>> START SOURCE MATERIAL
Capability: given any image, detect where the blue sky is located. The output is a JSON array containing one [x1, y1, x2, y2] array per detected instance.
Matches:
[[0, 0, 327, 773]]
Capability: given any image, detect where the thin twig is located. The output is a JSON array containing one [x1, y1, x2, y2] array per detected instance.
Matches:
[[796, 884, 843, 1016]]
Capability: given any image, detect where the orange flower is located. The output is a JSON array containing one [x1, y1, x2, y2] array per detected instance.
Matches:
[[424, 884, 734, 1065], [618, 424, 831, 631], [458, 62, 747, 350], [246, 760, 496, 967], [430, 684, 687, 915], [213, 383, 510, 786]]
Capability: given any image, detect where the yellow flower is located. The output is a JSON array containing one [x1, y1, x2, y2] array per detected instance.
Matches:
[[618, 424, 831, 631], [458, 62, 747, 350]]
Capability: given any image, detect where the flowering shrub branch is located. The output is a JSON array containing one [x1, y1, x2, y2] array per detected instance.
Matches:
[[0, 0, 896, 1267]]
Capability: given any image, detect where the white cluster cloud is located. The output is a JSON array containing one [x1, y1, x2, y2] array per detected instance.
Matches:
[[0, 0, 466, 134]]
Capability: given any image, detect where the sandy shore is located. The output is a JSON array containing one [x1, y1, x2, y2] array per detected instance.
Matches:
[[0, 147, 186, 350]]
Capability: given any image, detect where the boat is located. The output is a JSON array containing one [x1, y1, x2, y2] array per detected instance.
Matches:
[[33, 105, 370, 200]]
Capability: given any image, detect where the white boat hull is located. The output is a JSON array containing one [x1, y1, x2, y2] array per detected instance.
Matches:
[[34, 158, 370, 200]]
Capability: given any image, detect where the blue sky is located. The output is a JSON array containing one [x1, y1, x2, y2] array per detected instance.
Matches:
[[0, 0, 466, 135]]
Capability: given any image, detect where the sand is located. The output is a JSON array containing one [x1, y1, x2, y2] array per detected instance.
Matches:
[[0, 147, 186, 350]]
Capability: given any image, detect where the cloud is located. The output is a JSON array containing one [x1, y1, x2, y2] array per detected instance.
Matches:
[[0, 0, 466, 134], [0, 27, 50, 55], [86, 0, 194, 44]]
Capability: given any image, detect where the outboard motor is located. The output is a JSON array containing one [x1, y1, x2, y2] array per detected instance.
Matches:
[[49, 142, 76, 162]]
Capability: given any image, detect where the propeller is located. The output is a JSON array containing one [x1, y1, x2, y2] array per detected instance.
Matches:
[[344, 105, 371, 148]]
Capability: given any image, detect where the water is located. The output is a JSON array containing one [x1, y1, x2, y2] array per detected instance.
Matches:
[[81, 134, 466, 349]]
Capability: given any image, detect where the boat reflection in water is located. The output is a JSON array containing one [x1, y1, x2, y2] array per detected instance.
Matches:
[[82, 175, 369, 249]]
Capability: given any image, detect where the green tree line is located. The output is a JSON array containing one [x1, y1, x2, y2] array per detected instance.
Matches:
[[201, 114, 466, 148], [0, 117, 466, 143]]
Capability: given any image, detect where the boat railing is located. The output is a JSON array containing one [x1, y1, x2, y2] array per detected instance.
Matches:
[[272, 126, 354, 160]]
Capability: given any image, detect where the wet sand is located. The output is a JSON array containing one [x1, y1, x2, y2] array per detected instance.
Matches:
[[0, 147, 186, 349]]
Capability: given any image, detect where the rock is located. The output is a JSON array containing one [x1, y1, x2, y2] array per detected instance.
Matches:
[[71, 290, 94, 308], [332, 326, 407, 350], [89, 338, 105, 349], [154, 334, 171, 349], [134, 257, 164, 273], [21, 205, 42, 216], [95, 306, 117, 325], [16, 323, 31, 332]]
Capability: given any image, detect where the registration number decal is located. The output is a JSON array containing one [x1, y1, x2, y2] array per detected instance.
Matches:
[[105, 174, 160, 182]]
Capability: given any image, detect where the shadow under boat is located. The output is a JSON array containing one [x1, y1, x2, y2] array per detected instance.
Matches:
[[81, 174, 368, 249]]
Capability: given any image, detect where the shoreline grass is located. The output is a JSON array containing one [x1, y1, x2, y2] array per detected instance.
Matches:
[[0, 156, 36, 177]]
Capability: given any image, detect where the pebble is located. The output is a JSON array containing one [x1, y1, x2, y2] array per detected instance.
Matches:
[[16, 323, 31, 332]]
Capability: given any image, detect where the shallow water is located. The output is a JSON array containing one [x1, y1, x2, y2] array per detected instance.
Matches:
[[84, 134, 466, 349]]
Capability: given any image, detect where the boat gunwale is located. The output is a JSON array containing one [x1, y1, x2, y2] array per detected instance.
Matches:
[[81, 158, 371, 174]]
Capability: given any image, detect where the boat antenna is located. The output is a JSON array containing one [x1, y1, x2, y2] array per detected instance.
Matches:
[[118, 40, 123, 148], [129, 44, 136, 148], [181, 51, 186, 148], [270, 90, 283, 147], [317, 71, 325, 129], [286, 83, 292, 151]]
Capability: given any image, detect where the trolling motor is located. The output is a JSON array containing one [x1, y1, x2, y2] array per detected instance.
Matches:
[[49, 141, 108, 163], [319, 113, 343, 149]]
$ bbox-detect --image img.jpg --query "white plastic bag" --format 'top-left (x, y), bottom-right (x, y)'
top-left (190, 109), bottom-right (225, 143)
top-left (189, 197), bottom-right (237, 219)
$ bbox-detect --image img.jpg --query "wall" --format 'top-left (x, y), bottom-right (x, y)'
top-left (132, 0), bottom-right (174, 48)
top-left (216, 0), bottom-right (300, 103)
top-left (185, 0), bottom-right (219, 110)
>> END SOURCE MATERIAL
Rewrite all the rows above as a JSON list of strings, one string per line, with blank lines omitted.

# THE OUTPUT:
[
  "Capability: given any image, detect where the blue sky is located. The output is a JSON array containing one [x1, y1, x2, y2] array per detected instance.",
  "Matches:",
  "[[0, 0, 327, 773]]",
  "Capability: given any image, detect where the thin twig is located. The output is a JSON array containing one [x1, y1, x2, y2] array per detected instance.",
  "Matches:",
  "[[796, 884, 843, 1016]]",
  "Capability: given any image, detect where the orange flower is located. The output is a JSON array containing one [x1, y1, x2, y2] array per detected instance.",
  "Matches:",
  "[[424, 884, 734, 1065], [618, 424, 831, 631], [458, 62, 747, 350], [246, 760, 496, 967], [430, 684, 687, 915], [213, 383, 510, 786]]",
  "Capability: given any image, detect where the yellow flower is located. The output is a JSON array containing one [x1, y1, x2, y2] array per detected instance.",
  "Matches:",
  "[[618, 424, 831, 631], [458, 62, 747, 350]]",
  "Capability: given any image, detect where the flowering shrub branch is located. The output is a JSON array containing one [x1, y1, x2, y2] array per detected instance.",
  "Matches:",
  "[[0, 0, 896, 1267]]",
  "Capability: given any image, detect where the white cluster cloud is located. The output is a JSON array containing one [x1, y1, x2, y2] array per detected instance.",
  "Matches:",
  "[[0, 0, 466, 134]]",
  "Capability: given any image, detect where the sandy shore is located. The output is a JSON array containing one [x1, y1, x2, y2] array per detected instance.",
  "Matches:",
  "[[0, 147, 186, 350]]",
  "Capability: given any image, detect where the boat is located. The output is a JSON array containing one [x1, y1, x2, y2] array per detected instance.",
  "Matches:",
  "[[33, 105, 370, 200]]",
  "Capability: given any image, detect where the white boat hull is located. The output is a JSON array containing one [x1, y1, x2, y2] array per detected instance.",
  "Matches:",
  "[[34, 158, 370, 200]]",
  "Capability: given any image, detect where the blue sky is located. The output is a JSON array containing one [x1, y1, x2, y2] array per detected instance.",
  "Matches:",
  "[[0, 0, 466, 135]]",
  "Capability: given any image, detect where the sand is located. The output is a JSON array containing one [x1, y1, x2, y2] array per detected instance.",
  "Matches:",
  "[[0, 147, 186, 350]]",
  "Capability: given any image, detect where the cloud is located. The output is a JSON array containing one [x1, y1, x2, y2] array per detected instance.",
  "Matches:",
  "[[0, 0, 466, 134], [0, 27, 50, 55], [86, 0, 194, 44]]",
  "Capability: given any image, detect where the outboard motor is located. The output is a JSON array containing one [x1, y1, x2, y2] array per detected instance.",
  "Matches:",
  "[[49, 142, 76, 162]]",
  "Capability: given any image, detect where the propeller is located. The output is a JSON array containing one [x1, y1, x2, y2] array per detected instance.",
  "Matches:",
  "[[344, 105, 371, 148]]",
  "Capability: given any image, detect where the water is located. The output is a JSON array containing one [x1, y1, x2, y2] array per detected instance.",
  "Matches:",
  "[[81, 134, 466, 349]]",
  "Capability: given any image, detect where the boat reflection in water is located. The output is a JSON array containing one [x1, y1, x2, y2] array per detected instance.",
  "Matches:",
  "[[82, 175, 369, 249]]",
  "Capability: given any image, detect where the green tree line is located. The output is a JSON array containing one [x1, y1, x2, y2] array per detected instance.",
  "Matches:",
  "[[201, 114, 466, 148], [0, 117, 466, 143]]",
  "Capability: given any image, detect where the boat railing is located. The output is a JSON array containing one [x1, y1, x2, y2] array per detected instance.",
  "Matches:",
  "[[272, 126, 354, 160]]",
  "Capability: given any image, detect where the wet sand is located. The output is a JSON array containing one [x1, y1, x2, y2] array per detected instance.",
  "Matches:",
  "[[0, 147, 186, 349]]",
  "Capability: given any image, detect where the rock is located. The output is a JSON array containing one [x1, y1, x2, y2] array per detected instance.",
  "Matches:",
  "[[71, 290, 94, 308], [332, 326, 407, 350], [89, 338, 105, 349], [154, 334, 171, 349], [134, 257, 164, 273], [21, 205, 42, 216], [95, 306, 117, 325], [16, 323, 31, 332]]",
  "Capability: given any image, detect where the registration number decal is located. The output is a JSON array containing one [x1, y1, x2, y2] array per detected instance.",
  "Matches:",
  "[[105, 174, 160, 182]]",
  "Capability: given any image, detect where the shadow under boat is located. The output is a JSON array containing one [x1, y1, x2, y2] array per detected instance.",
  "Matches:",
  "[[81, 174, 368, 249]]",
  "Capability: given any image, detect where the shoreline grass is located. The output is a JSON array containing one [x1, y1, x2, y2] array per detected instance.",
  "Matches:",
  "[[0, 156, 36, 177]]",
  "Capability: given any image, detect where the pebble is located. The output is a JSON array containing one [x1, y1, x2, y2] array per detected instance.",
  "Matches:",
  "[[16, 323, 31, 332]]",
  "Capability: given any image, detect where the shallow water is located. The output is a JSON array containing one [x1, y1, x2, y2] array per detected instance.",
  "Matches:",
  "[[84, 134, 466, 349]]",
  "Capability: given any image, detect where the boat gunwale is located. The output is a JSON array containing one [x1, y1, x2, y2] array per detected instance.",
  "Matches:",
  "[[81, 158, 371, 174]]",
  "Capability: given any image, detect where the boat antenna is located. The output is a JSON array containing one [x1, y1, x2, y2] array per detected instance.",
  "Matches:",
  "[[118, 40, 123, 148], [129, 44, 136, 148], [181, 51, 186, 148], [270, 90, 283, 147], [317, 71, 325, 129], [286, 83, 292, 151]]",
  "Capability: given any image, detect where the trolling motor is located. The output is a JSON array containing one [x1, y1, x2, y2] array per detected instance.",
  "Matches:",
  "[[49, 141, 108, 163], [319, 113, 343, 149]]",
  "$ bbox-detect --image img.jpg --query \"white plastic bag\" --format 'top-left (x, y), bottom-right (x, y)'",
  "top-left (190, 109), bottom-right (225, 143)",
  "top-left (189, 197), bottom-right (237, 219)",
  "$ bbox-detect --image img.jpg --query \"wall\" --format 'top-left (x, y), bottom-right (x, y)'",
  "top-left (132, 0), bottom-right (174, 48)",
  "top-left (216, 0), bottom-right (300, 103)",
  "top-left (185, 0), bottom-right (219, 110)"
]